[Begin]

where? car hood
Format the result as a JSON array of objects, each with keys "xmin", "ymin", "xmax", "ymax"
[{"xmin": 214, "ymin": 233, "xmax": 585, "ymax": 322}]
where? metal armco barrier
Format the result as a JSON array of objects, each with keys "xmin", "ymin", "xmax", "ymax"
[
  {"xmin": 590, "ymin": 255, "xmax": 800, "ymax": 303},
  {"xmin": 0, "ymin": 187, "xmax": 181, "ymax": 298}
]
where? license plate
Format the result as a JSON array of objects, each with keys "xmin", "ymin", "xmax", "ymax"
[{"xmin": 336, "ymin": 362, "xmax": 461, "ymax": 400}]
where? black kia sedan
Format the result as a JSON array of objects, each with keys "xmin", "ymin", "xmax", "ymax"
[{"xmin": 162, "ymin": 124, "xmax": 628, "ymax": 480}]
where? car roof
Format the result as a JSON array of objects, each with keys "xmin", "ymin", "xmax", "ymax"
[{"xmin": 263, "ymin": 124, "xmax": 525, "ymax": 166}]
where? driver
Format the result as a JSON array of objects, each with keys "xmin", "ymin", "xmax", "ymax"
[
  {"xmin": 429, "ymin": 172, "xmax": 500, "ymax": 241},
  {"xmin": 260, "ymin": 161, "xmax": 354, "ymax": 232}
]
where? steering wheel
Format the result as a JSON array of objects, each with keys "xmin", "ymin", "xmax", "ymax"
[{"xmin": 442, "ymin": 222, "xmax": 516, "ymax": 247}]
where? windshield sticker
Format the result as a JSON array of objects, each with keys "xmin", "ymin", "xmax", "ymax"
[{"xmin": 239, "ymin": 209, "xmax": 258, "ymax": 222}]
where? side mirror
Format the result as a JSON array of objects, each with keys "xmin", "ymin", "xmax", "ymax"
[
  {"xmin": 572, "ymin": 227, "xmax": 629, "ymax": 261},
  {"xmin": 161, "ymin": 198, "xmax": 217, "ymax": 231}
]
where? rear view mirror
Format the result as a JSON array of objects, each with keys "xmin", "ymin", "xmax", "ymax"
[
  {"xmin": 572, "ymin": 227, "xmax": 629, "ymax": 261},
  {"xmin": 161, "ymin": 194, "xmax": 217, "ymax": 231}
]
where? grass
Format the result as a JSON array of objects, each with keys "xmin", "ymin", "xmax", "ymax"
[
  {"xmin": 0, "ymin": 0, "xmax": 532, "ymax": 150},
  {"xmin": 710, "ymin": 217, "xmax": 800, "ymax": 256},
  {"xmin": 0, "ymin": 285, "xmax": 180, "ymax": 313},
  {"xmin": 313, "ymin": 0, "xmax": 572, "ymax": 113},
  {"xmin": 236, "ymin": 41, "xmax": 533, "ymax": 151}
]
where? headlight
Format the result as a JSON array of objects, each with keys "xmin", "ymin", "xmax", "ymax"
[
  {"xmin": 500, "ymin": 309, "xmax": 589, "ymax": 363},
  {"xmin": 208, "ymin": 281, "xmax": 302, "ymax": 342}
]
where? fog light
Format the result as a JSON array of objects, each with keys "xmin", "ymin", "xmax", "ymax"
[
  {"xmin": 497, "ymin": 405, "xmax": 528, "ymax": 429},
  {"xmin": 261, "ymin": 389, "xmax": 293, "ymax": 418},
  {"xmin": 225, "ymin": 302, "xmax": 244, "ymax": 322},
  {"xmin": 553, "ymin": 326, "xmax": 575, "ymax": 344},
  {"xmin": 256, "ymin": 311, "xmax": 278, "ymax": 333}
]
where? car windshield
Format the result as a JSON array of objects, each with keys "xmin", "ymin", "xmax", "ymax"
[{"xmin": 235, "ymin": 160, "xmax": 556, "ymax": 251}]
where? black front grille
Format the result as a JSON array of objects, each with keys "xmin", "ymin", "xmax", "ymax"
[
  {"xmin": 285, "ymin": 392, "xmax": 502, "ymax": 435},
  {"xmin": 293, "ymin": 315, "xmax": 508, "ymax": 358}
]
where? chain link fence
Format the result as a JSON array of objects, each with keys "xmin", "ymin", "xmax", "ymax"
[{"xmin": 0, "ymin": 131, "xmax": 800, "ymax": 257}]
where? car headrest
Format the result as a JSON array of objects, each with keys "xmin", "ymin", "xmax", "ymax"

[End]

Please return every line of the data above that contains the word "black", copied in full.

where? black kia sedan
where? black front grille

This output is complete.